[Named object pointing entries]
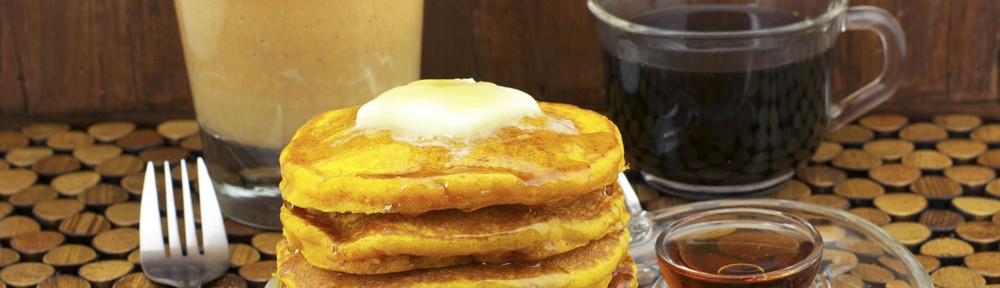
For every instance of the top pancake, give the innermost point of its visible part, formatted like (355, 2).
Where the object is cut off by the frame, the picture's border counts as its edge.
(332, 167)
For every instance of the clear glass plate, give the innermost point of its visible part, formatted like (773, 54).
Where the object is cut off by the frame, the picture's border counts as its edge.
(841, 231)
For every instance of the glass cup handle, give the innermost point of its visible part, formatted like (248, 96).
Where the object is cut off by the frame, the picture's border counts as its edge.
(893, 44)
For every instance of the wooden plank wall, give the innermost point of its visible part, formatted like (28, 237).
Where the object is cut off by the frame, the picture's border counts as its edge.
(89, 59)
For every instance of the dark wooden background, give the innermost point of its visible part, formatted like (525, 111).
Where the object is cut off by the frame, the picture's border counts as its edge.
(88, 60)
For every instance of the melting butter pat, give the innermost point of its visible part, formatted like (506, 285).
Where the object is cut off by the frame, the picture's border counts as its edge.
(457, 108)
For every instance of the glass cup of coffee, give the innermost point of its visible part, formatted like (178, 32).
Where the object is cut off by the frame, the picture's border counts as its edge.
(722, 98)
(739, 247)
(259, 69)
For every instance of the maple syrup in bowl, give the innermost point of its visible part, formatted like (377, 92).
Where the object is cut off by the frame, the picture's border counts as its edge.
(739, 247)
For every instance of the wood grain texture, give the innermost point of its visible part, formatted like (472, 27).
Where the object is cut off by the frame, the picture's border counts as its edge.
(81, 60)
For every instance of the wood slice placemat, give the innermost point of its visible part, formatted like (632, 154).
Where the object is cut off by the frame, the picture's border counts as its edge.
(865, 170)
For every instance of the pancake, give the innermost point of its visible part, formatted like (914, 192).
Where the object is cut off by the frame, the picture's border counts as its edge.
(331, 167)
(386, 243)
(594, 265)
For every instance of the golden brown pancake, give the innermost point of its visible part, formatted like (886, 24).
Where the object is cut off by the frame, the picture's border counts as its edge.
(332, 167)
(594, 265)
(386, 243)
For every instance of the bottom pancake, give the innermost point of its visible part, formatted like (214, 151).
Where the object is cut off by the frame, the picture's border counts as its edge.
(593, 265)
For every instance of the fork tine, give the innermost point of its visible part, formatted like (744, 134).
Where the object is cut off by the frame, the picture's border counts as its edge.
(190, 236)
(173, 232)
(213, 230)
(151, 240)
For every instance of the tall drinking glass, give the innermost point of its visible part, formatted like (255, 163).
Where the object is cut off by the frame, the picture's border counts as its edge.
(260, 68)
(728, 97)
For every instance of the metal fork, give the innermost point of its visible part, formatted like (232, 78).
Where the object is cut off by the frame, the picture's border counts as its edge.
(188, 266)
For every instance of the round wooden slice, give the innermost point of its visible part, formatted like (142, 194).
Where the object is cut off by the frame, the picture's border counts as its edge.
(792, 190)
(12, 139)
(135, 256)
(72, 184)
(110, 131)
(888, 149)
(978, 208)
(830, 233)
(242, 254)
(897, 284)
(936, 188)
(84, 225)
(851, 134)
(990, 159)
(941, 221)
(961, 150)
(258, 273)
(910, 234)
(139, 140)
(983, 235)
(993, 188)
(14, 180)
(828, 200)
(55, 165)
(855, 160)
(27, 198)
(178, 129)
(955, 277)
(859, 191)
(228, 280)
(41, 131)
(989, 134)
(119, 166)
(884, 123)
(923, 133)
(116, 242)
(821, 177)
(105, 272)
(872, 273)
(877, 217)
(927, 160)
(173, 155)
(958, 123)
(929, 263)
(26, 274)
(64, 281)
(864, 249)
(847, 281)
(17, 225)
(32, 245)
(266, 243)
(103, 195)
(69, 140)
(901, 206)
(51, 212)
(237, 230)
(985, 263)
(136, 280)
(96, 154)
(946, 249)
(825, 152)
(894, 176)
(26, 156)
(69, 256)
(8, 256)
(973, 177)
(123, 214)
(193, 143)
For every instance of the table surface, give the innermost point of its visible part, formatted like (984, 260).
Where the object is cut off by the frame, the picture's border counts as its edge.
(69, 197)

#### Instructions to follow
Your task is to transcribe the line containing "For every instance of the table" and every line after it, through the last line of the data, exactly as written and with nothing more.

#### Solution below
For every instance of the table surface, give the innermost point of its visible part, formatted like (984, 260).
Where the object is cut off by the frame, the picture's border counts as its edge.
(69, 197)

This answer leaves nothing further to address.